*** Opening of Input material ***

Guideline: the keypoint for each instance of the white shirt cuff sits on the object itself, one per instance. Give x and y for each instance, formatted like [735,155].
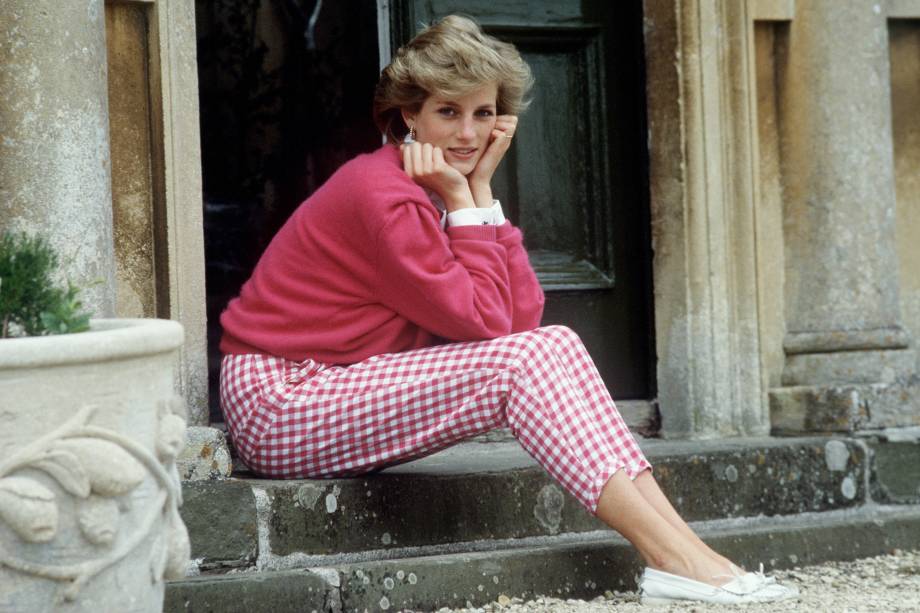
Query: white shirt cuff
[498,216]
[470,217]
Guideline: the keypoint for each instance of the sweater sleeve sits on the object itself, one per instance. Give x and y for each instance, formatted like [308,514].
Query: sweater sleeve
[526,294]
[453,284]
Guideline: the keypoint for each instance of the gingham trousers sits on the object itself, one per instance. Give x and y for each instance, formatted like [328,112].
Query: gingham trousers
[313,420]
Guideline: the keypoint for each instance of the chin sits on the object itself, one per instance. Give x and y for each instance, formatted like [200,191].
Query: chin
[466,168]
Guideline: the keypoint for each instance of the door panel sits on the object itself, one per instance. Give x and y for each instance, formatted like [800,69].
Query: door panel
[574,179]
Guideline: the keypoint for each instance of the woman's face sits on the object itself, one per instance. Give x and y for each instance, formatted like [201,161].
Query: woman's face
[461,127]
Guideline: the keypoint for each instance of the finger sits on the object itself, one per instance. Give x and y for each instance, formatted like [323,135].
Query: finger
[438,154]
[427,158]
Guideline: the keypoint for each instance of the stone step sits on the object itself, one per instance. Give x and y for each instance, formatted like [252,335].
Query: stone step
[478,492]
[569,566]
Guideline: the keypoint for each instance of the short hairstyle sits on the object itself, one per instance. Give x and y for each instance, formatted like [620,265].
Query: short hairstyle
[449,58]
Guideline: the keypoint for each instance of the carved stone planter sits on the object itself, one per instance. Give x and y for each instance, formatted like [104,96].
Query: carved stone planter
[90,427]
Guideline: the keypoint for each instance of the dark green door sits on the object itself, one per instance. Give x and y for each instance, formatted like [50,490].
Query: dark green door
[575,179]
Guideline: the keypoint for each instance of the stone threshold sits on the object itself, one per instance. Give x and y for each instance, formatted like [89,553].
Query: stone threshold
[566,565]
[478,493]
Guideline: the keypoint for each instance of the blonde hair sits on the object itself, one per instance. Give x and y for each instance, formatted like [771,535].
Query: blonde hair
[449,58]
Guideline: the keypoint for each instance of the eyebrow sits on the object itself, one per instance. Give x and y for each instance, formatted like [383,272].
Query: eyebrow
[440,102]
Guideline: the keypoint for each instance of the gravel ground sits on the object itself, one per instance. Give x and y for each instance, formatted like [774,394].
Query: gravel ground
[882,584]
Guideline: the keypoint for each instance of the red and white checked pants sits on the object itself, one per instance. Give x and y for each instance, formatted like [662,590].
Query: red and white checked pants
[313,420]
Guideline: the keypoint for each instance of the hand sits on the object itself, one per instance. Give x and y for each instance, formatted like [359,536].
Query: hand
[481,177]
[425,165]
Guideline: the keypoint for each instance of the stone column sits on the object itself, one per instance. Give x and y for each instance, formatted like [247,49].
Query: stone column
[55,174]
[848,360]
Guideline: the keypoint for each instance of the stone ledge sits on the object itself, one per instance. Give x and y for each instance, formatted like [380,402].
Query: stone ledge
[844,408]
[222,523]
[569,566]
[481,492]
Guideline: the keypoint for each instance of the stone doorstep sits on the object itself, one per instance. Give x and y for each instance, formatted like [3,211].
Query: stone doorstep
[568,566]
[482,492]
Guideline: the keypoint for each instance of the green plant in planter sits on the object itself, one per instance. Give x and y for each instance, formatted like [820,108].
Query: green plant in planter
[31,302]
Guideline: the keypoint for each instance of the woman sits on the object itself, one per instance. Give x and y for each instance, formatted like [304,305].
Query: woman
[396,313]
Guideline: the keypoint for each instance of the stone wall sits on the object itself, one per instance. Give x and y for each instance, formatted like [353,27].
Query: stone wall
[904,37]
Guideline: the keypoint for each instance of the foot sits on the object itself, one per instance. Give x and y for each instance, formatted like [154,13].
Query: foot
[658,587]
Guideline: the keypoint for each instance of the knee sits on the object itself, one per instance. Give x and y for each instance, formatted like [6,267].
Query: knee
[560,335]
[547,341]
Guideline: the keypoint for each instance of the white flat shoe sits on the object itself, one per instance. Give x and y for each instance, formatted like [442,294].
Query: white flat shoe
[659,588]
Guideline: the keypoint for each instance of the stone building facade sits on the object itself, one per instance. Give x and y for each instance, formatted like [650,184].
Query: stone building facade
[784,182]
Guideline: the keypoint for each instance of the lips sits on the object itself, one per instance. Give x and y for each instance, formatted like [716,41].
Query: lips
[464,153]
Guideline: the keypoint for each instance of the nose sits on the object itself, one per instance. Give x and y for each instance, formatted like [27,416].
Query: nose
[467,131]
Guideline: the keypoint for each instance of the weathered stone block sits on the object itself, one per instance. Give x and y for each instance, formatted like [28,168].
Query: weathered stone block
[849,367]
[206,455]
[278,592]
[221,520]
[844,408]
[896,466]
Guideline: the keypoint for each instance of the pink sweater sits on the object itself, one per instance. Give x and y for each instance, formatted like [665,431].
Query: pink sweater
[363,267]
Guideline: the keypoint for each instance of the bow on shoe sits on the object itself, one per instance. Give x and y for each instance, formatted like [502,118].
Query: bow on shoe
[745,582]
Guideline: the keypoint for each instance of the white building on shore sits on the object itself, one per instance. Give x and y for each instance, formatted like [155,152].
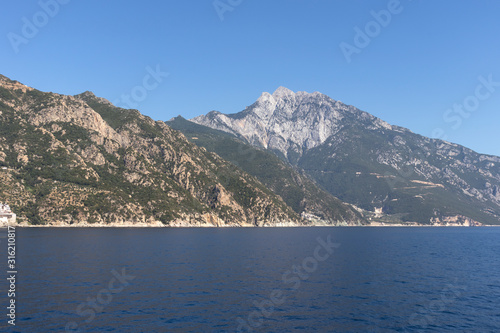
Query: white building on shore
[6,215]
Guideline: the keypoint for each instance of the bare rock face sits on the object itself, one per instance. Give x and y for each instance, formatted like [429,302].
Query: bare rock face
[367,162]
[79,160]
[289,122]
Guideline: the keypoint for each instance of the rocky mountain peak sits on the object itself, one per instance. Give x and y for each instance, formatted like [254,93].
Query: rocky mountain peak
[282,93]
[89,96]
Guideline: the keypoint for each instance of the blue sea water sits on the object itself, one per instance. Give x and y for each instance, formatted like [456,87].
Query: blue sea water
[257,280]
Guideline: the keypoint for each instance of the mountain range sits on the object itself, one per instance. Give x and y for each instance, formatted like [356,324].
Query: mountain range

*** Close of Input material ***

Task: Write only the number of lines in the records that include the word "range".

Expected answer: 2